● **Task requirements**
Please reproduce the whole listing below, every line included, and shift each pixel coordinate of the polygon vertices in the answers by -40. Keep the wording that comes before the answers unchanged.

========================================================================

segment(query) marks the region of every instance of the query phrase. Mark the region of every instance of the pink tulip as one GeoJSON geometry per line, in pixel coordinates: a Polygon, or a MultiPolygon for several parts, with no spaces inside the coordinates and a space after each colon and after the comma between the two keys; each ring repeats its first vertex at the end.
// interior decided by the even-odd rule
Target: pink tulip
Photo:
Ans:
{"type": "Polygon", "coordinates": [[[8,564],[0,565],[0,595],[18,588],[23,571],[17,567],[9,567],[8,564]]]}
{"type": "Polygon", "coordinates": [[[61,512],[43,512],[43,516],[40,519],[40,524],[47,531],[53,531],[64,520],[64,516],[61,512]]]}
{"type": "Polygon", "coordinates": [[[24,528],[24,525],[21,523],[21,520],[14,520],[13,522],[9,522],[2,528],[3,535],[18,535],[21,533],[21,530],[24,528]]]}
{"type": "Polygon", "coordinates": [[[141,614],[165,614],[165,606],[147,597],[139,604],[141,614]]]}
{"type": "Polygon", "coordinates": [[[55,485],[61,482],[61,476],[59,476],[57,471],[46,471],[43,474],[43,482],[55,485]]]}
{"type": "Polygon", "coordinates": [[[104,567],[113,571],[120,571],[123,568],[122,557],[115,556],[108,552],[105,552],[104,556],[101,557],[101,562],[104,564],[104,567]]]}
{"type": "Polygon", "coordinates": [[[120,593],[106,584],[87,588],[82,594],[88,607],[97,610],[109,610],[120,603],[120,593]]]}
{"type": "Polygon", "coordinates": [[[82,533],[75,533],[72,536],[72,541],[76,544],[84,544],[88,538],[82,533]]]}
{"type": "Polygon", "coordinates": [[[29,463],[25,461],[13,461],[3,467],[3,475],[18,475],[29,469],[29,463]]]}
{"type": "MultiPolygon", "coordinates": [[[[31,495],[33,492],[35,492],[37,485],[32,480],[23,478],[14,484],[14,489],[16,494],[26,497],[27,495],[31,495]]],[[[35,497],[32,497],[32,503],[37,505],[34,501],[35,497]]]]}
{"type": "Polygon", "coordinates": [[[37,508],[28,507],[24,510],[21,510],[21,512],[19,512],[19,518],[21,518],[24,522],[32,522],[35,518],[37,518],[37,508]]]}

========================================================================

● **Response to this task**
segment(query) marks the region of every instance of the query phrase. Mark the region of every instance of the pink tulip as one GeoJSON geometry per line, in pixel coordinates: a Polygon, or a MultiPolygon for several parts, with no spaces inside the coordinates and a space after each colon and after the comma between the two keys; each ring repeats its first vertex at the end.
// interior decided by the even-odd rule
Target: pink tulip
Photo:
Ans:
{"type": "Polygon", "coordinates": [[[-32,524],[-40,525],[-40,555],[-22,548],[-17,531],[-23,527],[-31,527],[-32,524]]]}
{"type": "Polygon", "coordinates": [[[21,472],[3,472],[3,476],[0,479],[0,484],[7,491],[13,491],[24,480],[24,476],[21,472]]]}
{"type": "Polygon", "coordinates": [[[-16,488],[-16,485],[-19,483],[-19,480],[-26,480],[-27,482],[-31,482],[-38,488],[-37,495],[-22,495],[-19,493],[-19,490],[-16,488]]]}
{"type": "Polygon", "coordinates": [[[101,574],[125,574],[125,566],[107,557],[99,564],[101,574]]]}
{"type": "Polygon", "coordinates": [[[15,445],[21,442],[21,436],[19,436],[17,431],[6,431],[3,434],[3,442],[15,445]]]}
{"type": "Polygon", "coordinates": [[[64,527],[73,531],[80,531],[83,528],[82,517],[75,516],[68,512],[65,512],[64,516],[61,517],[61,522],[64,524],[64,527]]]}
{"type": "Polygon", "coordinates": [[[80,553],[66,544],[47,548],[42,554],[48,567],[57,570],[69,570],[80,563],[80,553]]]}
{"type": "Polygon", "coordinates": [[[42,493],[35,493],[32,496],[32,501],[36,504],[44,504],[48,498],[42,493]]]}
{"type": "Polygon", "coordinates": [[[-11,423],[-15,421],[-27,421],[-37,427],[-37,435],[-22,435],[-11,429],[-11,423]]]}
{"type": "MultiPolygon", "coordinates": [[[[-9,455],[-7,452],[-5,452],[-3,445],[-8,440],[-17,438],[-26,444],[-26,449],[-24,454],[-14,457],[-13,455],[-9,455]]],[[[-5,457],[-8,457],[-8,463],[-3,465],[-6,461],[-5,457]]]]}
{"type": "Polygon", "coordinates": [[[-3,468],[-12,467],[-16,470],[-19,470],[-19,472],[-21,472],[-21,478],[-19,478],[-16,482],[-8,482],[-5,478],[-3,478],[-3,468]]]}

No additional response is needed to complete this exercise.